Eg: Project 17A had 75% indigenous value, yet key sensors and propulsion systems remained foreign-dependent.
- Delayed Delivery: Ships are often declared complete on paper without essential combat systems, weakening operational readiness and inflating delivery claims.
Eg: CAG flagged warships delivered without engines and sensors, leaving hulls unprepared for combat deployment.
- Design Changes: Frequent mid-construction design modifications increase costs, delay timelines, and reflect weak planning and technological standardisation.
Eg: CAG reported hundreds of design changes in earlier warship classes during construction.
- Weak Infrastructure: Platform induction often occurs without matching dockyards, logistics chains, repair systems, and support infrastructure for sustained deployment.
- Sensor Deficit: Frigates lack premium imported radars and sonars, reducing their effectiveness as mobile sensors against submarines and regional threats.
Eg: Chinese submarine presence rises, but Indian hulls without advanced sonar cannot effectively respond.

(Object point labels)
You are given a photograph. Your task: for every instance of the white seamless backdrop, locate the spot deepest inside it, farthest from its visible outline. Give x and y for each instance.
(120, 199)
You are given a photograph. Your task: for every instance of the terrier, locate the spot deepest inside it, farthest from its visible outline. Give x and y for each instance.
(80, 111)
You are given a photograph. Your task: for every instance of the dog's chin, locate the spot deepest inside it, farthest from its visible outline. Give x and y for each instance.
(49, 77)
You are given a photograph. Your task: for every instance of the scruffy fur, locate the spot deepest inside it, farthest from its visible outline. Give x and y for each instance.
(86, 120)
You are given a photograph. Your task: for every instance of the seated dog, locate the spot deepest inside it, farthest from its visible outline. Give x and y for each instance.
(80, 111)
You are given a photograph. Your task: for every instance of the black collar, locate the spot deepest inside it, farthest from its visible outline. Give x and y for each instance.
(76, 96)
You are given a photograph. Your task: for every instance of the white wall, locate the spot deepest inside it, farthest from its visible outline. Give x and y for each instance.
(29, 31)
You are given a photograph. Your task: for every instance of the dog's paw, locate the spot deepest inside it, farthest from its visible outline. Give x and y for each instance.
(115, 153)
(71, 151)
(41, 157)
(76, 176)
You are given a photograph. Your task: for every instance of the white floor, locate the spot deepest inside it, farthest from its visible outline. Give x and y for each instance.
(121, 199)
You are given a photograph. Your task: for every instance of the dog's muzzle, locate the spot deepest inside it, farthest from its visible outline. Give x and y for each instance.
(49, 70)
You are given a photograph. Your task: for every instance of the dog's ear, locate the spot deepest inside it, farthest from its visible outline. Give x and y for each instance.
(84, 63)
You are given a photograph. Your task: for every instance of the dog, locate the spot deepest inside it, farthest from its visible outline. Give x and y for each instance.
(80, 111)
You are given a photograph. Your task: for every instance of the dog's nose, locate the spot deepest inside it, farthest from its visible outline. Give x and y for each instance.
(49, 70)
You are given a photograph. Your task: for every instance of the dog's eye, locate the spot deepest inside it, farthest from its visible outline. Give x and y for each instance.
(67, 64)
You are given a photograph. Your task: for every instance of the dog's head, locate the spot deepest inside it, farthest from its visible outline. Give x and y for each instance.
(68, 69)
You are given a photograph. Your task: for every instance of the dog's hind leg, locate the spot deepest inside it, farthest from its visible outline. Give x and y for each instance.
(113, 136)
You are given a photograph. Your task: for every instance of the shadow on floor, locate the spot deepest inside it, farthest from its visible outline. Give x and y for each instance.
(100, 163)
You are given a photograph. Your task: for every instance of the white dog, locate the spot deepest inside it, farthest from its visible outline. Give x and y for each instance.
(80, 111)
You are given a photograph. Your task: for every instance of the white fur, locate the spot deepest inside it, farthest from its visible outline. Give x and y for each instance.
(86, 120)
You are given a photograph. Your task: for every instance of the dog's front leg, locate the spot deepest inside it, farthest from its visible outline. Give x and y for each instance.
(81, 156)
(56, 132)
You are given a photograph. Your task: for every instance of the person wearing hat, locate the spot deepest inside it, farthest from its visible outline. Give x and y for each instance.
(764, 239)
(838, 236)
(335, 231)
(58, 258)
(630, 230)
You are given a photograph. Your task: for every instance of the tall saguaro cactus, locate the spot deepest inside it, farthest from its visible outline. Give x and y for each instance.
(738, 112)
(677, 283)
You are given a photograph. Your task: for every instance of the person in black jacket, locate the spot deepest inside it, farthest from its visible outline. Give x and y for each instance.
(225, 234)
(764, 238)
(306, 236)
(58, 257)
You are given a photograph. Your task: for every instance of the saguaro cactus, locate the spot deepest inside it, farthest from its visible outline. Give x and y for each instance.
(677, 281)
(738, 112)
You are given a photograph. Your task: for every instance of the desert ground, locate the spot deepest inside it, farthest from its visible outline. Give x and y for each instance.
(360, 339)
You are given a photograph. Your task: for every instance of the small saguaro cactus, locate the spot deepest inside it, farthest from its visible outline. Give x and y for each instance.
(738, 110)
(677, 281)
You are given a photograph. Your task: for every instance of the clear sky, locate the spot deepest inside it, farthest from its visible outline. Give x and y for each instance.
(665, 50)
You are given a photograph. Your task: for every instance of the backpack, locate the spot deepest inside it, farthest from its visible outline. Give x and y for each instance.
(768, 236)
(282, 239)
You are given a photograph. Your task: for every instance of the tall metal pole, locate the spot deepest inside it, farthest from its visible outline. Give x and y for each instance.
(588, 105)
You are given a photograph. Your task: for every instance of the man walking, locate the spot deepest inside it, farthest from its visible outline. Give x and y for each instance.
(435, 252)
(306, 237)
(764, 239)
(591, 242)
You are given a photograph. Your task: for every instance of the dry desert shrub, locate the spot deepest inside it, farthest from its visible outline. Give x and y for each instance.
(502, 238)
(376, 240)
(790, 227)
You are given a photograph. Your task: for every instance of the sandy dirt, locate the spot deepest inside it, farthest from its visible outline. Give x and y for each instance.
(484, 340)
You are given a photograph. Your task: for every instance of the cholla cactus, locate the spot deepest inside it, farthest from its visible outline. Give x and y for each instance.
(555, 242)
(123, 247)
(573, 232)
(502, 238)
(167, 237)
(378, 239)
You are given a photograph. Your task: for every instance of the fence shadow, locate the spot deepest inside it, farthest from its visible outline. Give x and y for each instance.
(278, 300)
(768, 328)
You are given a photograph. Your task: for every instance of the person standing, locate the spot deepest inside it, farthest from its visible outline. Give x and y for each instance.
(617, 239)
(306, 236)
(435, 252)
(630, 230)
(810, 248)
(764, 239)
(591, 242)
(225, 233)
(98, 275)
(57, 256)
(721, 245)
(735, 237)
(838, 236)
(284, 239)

**Challenges**
a – How many lines of the records contain the string "white", with case counting? Give only the number.
b – Can you continue the text on shortfalls in India's warship building, starting right after its last sentence?

**Responses to the tasks**
a – 5

b –
Measures for Operational Preparedness
- Sensor Indigenisation: Prioritise domestic development of radars, sonars, propulsion systems, and electronic warfare suites to reduce strategic delays.
Eg: DRDO and BEL can accelerate indigenous naval sensor development under Aatmanirbhar Bharat.
- Integrated Planning: Synchronise shipbuilding with dockyard capacity, maintenance ecosystems, ammunition supply, and naval base infrastructure expansion.
Eg: Commissioning should align with operational readiness, not just launch timelines.
- Threat Alignment: Force planning must match actual maritime threats instead of excessive focus on high-end frigates for low-intensity challenges.
Eg: Piracy and smuggling are better addressed by the Indian Coast Guard than advanced frigates.
- Surveillance Upgrade: Strengthen the detect-decide-respond chain through satellites, underwater sensors, and coastal radar modernization before fleet expansion.
Eg: Chain of Static Sensors built after the 2008 Mumbai attacks needs further upgrades.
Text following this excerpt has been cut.